§ **Exercise inputs**:
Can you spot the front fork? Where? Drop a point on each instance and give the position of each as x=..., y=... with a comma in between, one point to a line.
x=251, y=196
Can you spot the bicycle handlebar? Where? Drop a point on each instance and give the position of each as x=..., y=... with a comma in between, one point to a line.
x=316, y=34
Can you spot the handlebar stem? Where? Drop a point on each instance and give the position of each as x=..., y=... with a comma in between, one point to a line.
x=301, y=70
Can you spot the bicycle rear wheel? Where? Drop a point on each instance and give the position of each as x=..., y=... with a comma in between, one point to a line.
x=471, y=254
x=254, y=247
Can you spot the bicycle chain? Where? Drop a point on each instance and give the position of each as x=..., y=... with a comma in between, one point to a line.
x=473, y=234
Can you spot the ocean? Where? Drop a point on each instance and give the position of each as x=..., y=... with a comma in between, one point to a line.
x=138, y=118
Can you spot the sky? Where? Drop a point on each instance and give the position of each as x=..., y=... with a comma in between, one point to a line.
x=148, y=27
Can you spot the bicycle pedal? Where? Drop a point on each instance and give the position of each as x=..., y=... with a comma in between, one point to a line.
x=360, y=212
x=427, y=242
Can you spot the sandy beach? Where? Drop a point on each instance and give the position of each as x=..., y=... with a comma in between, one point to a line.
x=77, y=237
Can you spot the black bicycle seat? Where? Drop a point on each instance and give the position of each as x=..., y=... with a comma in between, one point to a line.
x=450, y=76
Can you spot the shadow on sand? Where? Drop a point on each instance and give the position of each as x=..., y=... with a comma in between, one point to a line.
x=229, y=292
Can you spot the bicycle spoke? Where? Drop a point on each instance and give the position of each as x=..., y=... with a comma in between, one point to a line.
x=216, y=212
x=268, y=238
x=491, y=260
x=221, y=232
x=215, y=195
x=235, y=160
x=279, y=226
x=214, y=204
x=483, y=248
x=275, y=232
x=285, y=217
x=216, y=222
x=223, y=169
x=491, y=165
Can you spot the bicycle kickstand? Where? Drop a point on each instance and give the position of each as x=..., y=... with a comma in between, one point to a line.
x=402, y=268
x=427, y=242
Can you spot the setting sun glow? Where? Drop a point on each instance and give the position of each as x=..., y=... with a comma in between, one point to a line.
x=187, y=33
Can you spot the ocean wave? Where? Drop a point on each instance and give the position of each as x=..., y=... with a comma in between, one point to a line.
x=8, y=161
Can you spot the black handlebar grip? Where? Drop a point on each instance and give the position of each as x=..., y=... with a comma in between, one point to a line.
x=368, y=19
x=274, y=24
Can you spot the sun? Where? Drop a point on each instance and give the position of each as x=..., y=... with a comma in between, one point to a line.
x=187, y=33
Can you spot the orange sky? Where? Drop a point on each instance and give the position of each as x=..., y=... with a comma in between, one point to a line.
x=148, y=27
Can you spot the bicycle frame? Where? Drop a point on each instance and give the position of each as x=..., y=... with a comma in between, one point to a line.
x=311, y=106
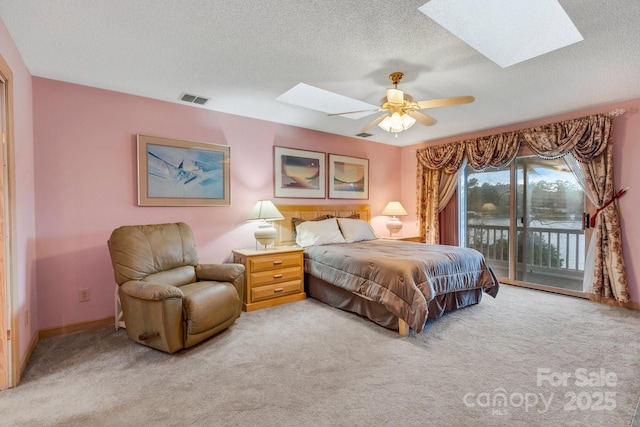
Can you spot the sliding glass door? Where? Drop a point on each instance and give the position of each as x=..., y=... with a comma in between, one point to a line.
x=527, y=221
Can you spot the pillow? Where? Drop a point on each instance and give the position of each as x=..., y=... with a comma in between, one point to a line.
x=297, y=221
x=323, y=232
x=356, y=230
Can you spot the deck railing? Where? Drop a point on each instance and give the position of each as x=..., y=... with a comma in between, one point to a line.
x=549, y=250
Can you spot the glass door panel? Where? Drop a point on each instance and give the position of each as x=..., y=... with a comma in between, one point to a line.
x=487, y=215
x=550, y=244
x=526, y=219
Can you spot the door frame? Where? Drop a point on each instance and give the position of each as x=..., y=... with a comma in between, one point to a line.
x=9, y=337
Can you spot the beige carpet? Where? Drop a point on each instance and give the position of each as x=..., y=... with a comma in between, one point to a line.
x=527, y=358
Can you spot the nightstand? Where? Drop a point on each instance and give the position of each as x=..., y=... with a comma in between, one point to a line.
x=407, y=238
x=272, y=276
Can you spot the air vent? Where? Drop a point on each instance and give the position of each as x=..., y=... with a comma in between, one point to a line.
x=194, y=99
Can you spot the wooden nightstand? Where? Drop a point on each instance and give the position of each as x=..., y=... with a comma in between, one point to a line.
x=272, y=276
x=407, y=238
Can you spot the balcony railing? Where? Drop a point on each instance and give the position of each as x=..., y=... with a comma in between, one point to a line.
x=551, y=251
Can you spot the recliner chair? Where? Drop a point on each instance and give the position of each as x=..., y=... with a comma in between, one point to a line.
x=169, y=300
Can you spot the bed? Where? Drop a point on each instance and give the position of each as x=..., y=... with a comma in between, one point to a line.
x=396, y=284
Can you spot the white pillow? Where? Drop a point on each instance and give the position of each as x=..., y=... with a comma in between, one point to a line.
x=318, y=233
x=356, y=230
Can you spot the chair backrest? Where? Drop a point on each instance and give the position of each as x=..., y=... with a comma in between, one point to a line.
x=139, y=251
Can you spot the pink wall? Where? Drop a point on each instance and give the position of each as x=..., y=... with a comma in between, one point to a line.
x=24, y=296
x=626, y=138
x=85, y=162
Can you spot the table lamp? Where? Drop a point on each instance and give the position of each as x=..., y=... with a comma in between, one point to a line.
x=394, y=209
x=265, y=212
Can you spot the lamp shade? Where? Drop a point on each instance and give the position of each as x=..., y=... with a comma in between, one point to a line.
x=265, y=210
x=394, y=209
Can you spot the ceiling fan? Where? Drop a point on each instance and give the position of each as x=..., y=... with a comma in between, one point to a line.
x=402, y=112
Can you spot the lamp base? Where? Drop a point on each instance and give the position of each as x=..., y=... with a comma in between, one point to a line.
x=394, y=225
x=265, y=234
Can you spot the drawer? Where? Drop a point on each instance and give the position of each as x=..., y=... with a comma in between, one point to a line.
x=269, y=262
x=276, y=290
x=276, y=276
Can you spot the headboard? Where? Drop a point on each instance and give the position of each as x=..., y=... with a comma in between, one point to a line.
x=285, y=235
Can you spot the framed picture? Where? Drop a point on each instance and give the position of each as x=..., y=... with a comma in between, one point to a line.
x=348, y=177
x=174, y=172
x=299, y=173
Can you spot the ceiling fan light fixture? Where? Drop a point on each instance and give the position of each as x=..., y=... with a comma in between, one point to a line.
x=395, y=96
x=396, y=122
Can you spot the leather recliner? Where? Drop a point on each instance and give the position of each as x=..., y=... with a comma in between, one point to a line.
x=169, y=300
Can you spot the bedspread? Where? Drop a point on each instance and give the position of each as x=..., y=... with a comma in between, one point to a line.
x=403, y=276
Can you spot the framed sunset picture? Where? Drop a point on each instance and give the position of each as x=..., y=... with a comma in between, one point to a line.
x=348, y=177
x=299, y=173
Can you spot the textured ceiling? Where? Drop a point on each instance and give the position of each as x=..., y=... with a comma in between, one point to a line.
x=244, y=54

---

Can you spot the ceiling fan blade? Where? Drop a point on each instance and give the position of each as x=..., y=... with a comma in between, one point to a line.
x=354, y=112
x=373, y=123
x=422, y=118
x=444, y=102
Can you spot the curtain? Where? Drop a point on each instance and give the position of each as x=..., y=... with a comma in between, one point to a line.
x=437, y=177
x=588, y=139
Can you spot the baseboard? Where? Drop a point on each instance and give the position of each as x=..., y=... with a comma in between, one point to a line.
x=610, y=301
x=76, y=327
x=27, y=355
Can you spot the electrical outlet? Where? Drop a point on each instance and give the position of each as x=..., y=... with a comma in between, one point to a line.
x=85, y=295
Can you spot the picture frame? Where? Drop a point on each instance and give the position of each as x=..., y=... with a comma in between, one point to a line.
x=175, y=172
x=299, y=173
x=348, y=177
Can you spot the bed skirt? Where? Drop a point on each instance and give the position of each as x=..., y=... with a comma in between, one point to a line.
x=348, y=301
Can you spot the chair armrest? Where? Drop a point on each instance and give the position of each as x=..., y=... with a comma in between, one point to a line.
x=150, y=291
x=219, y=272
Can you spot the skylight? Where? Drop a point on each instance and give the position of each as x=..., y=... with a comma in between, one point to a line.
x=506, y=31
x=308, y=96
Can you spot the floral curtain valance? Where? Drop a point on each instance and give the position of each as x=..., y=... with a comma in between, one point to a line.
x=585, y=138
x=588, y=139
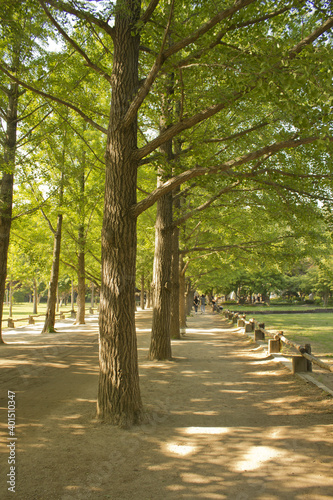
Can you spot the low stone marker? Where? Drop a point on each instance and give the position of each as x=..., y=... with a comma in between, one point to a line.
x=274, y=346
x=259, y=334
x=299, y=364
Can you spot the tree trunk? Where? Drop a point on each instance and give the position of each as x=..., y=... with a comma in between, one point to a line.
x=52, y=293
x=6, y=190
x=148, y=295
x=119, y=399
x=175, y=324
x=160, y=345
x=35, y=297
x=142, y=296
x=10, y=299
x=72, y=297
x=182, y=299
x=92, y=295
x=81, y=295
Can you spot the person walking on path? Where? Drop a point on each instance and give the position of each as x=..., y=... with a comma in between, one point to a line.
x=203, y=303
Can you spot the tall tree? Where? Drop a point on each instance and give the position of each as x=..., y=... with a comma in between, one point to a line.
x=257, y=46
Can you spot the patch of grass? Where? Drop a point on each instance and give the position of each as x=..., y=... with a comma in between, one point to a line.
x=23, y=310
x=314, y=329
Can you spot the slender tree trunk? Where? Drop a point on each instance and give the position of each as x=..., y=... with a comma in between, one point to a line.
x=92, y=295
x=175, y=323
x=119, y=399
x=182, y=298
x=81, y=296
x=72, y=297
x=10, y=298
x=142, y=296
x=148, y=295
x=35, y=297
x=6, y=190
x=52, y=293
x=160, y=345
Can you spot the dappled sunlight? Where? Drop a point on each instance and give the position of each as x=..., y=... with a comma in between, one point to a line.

§ **Work to do**: Copy the listing out again word for word, beginning at the line that contains "Can you spot the low" and stopping after the line that contains "x=203, y=303".

§ **Answer to the exercise**:
Can you spot the low stone marker? Where? Drop a point on each instance and give the position of each as x=..., y=... with a comma in between, one point to a line.
x=274, y=346
x=259, y=334
x=299, y=364
Can you spot the tree trunk? Where? Drop a point on each instance and give the position of each as x=..., y=... with a comma in between, one point to a line.
x=52, y=293
x=6, y=190
x=148, y=295
x=119, y=399
x=175, y=324
x=160, y=345
x=35, y=297
x=142, y=296
x=10, y=299
x=72, y=297
x=182, y=299
x=92, y=295
x=81, y=295
Can you spot the person walking on path? Where? Drop a point on each instance and give the position of each as x=..., y=... with a comma in between, one point to a line.
x=203, y=303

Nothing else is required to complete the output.